- Data for the task:
** begin **

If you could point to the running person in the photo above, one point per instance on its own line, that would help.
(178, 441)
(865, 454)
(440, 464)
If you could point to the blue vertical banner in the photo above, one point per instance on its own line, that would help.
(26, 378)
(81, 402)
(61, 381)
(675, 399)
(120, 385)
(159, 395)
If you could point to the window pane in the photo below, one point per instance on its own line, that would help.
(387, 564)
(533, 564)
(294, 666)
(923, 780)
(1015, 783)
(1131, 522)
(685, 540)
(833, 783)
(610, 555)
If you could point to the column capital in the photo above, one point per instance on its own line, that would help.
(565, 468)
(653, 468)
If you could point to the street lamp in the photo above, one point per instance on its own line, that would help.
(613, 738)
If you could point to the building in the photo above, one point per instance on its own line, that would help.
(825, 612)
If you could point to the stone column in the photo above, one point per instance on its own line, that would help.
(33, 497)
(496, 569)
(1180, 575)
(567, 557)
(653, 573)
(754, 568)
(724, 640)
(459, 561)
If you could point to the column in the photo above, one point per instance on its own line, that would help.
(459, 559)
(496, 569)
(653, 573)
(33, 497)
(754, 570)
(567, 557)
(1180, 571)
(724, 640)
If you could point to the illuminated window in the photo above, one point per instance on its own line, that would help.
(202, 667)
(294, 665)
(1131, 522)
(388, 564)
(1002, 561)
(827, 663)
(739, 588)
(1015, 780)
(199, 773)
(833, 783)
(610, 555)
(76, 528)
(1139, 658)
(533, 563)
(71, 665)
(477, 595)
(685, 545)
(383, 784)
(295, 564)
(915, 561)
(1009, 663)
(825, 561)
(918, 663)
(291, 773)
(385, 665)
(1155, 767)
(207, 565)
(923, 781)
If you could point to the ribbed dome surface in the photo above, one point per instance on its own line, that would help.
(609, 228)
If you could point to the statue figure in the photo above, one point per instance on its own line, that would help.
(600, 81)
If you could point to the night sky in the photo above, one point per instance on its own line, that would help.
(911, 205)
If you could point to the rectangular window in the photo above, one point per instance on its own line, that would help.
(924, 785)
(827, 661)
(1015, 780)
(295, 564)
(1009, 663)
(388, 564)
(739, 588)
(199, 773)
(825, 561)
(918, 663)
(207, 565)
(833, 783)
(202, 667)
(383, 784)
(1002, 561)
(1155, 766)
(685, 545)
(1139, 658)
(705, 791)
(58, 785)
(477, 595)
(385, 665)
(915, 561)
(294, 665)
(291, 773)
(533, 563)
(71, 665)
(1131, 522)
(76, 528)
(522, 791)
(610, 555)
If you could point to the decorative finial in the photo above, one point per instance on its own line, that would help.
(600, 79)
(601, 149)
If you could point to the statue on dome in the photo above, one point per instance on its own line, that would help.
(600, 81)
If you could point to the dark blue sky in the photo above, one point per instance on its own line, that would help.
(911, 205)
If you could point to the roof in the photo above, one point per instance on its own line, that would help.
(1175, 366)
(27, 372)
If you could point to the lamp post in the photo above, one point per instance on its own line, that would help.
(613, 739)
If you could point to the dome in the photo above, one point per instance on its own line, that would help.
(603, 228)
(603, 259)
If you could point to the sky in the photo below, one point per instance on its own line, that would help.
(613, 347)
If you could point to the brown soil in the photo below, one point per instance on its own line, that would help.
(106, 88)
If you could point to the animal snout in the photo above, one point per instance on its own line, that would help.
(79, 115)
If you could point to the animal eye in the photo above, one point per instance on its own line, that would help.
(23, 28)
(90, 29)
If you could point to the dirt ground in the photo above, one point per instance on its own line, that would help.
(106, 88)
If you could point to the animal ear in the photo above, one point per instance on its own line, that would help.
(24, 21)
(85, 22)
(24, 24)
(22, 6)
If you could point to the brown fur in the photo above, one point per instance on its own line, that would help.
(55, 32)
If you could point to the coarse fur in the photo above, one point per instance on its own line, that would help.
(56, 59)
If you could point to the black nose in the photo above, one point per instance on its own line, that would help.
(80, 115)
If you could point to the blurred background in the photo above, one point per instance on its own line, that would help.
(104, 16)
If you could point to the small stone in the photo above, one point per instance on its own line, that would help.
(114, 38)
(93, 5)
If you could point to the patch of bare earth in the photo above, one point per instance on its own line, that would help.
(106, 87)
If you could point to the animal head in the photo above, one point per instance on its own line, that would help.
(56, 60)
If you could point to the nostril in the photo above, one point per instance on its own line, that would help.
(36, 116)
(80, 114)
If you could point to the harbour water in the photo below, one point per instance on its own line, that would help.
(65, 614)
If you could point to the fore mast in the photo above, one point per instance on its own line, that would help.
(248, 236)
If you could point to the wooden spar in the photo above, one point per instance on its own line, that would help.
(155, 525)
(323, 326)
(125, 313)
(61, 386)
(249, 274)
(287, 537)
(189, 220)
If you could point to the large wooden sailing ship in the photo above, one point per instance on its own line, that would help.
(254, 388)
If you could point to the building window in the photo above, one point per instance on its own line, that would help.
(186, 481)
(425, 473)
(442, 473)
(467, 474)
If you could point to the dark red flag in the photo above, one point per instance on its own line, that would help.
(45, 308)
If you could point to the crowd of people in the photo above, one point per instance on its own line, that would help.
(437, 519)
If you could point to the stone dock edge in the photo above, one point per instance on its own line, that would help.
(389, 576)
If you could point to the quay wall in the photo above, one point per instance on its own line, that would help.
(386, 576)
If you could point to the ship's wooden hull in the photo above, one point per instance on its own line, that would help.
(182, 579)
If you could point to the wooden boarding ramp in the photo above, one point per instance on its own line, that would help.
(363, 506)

** end **

- What this task involves:
Please reproduce the entire listing, exactly as shown.

- Worked answer:
If you could point to the running person in the photo above, one point per instance on its own line, that would help.
(178, 441)
(865, 454)
(440, 464)
If you could point to the blue vertical banner in the photo above, one point per instance on its own line, that would help.
(26, 378)
(81, 402)
(61, 381)
(675, 399)
(120, 385)
(159, 395)
If you could point to the window pane in the photo below, one point per instance on its own line, that would help.
(387, 564)
(533, 564)
(294, 666)
(923, 780)
(1015, 783)
(1131, 522)
(685, 540)
(833, 783)
(610, 555)
If you could point to the column capital in the photo above, one point per instance on its own line, that would help.
(565, 468)
(653, 468)
If you could point to the street lamp in the photo above, one point per instance on its own line, that would help.
(613, 738)
If you could point to the building in the photo above, one point per instance on its own line, that would help.
(825, 612)
If you could point to the stone column in the photo above, one point per instance on its own line, that would help.
(33, 497)
(496, 569)
(1180, 575)
(567, 557)
(653, 573)
(754, 568)
(724, 640)
(459, 561)
If you could point to the column in the photo above, one point per instance on its own line, that would help.
(459, 559)
(496, 569)
(653, 573)
(33, 497)
(754, 570)
(567, 557)
(1180, 571)
(724, 640)
If you could point to the illuminated window in the photo above, one point per instance on its own line, that would help.
(202, 667)
(294, 665)
(1131, 522)
(388, 564)
(1002, 561)
(827, 663)
(739, 588)
(1015, 780)
(199, 773)
(833, 783)
(610, 555)
(76, 528)
(1139, 658)
(533, 563)
(71, 665)
(477, 595)
(685, 545)
(383, 784)
(295, 564)
(915, 561)
(1009, 663)
(825, 561)
(918, 663)
(291, 773)
(385, 665)
(1155, 767)
(207, 565)
(923, 781)
If you could point to the ribbed dome surface in the photo above, one point per instance on its own line, that would help.
(609, 228)
If you could point to the statue figure in the photo above, one point per instance on its own line, that would help.
(600, 81)
If you could point to the night sky in the photo above, one point per instance on its own line, that would help.
(911, 205)
If you could point to the rectangular window in the photo above, one point per instance on its own line, that would help.
(924, 785)
(827, 661)
(1015, 780)
(295, 564)
(1009, 663)
(388, 564)
(739, 588)
(199, 773)
(825, 561)
(918, 663)
(207, 565)
(833, 783)
(202, 667)
(383, 784)
(1002, 561)
(1155, 766)
(685, 545)
(1139, 658)
(705, 791)
(58, 785)
(477, 595)
(385, 665)
(915, 561)
(294, 665)
(291, 773)
(533, 563)
(71, 665)
(1131, 522)
(76, 528)
(522, 791)
(610, 555)
If you could point to the decorative finial in the photo above, one point per instance on its own line, that would help.
(600, 79)
(601, 149)
If you could point to the statue on dome in the photo above, one point per instance on its own line, that would help.
(600, 81)
If you could point to the dark blue sky in the photo above, one point per instance on its own line, that would help.
(911, 205)
If you could point to the roof in the photo above, one point per instance on its own line, that would help.
(1175, 366)
(27, 372)
If you could point to the lamp post in the photo above, one point per instance on its own line, that would help.
(613, 739)
If you could point to the dome in the photo above, one point per instance on its own line, that would help.
(603, 228)
(603, 259)
If you could point to the sky in the photo below, one point per instance on its own line, that would help.
(613, 347)
If you could point to the brown soil in the photo below, one point per instance on its own line, that would help.
(106, 88)
If you could point to the animal snout in the photo above, one point per instance on its own line, that would help.
(79, 115)
If you could point to the animal eye in the photo above, one point per instance on its own line, that would help.
(23, 28)
(90, 29)
If you could point to the dirt ground in the photo above, one point per instance on its own line, that would help.
(106, 88)
If you could point to the animal ear in the photo above, one point per instance on its own line, that would help.
(24, 21)
(85, 22)
(24, 24)
(22, 6)
If you could point to the brown fur in the photo above, one point per instance on its own line, that would help.
(55, 32)
If you could point to the coarse fur in the photo above, one point per instance on its own line, that would help.
(56, 59)
If you could point to the black nose in the photo above, one point per instance on its own line, that would help.
(80, 115)
If you could point to the blurred background in the photo above, one point per instance on its own line, that would help.
(104, 16)
If you could point to the small stone in the photo above, one point per instance on its own line, that would help.
(114, 38)
(93, 5)
If you could point to the patch of bare earth in the photo above, one point per instance on its own line, that would help.
(106, 87)
If you could point to the animal head in the photo above, one point per instance on its own line, that would help.
(56, 60)
If you could point to the nostril in the photo above, one point per instance on its own line, that would help.
(36, 116)
(80, 114)
If you could point to the harbour water in the photo below, one point per instance on its own line, that would help.
(65, 614)
If you could point to the fore mast in the photo above, one point per instance on its own line, that would help.
(248, 236)
If you could point to the wooden spar in the photo above, one point per instance on its own line, that would help.
(155, 525)
(323, 326)
(125, 313)
(61, 386)
(249, 274)
(287, 537)
(189, 220)
If you could point to the large wooden sailing ship in the photo above, one point per instance on its own line, that would help.
(254, 388)
If you could point to the building window in the photo above, one point per instance on its own line, that would help.
(186, 481)
(425, 473)
(442, 473)
(467, 474)
If you could point to the dark red flag in the photo above, one point per instance on its own line, that would help.
(45, 308)
If you could point to the crowd of people in the photo above, one point per instance on its own line, that would help.
(437, 519)
If you could point to the stone dock edge in the photo above, one point per instance on its own line, that would help.
(389, 576)
If you could point to the quay wall in the photo above, one point per instance on its own line, that would help.
(386, 576)
If you could point to the ship's wooden hull in the photo above, one point per instance on its own line, that would help.
(182, 579)
If you could point to the wooden boarding ramp in the photo above, one point per instance on its own line, that would help.
(363, 506)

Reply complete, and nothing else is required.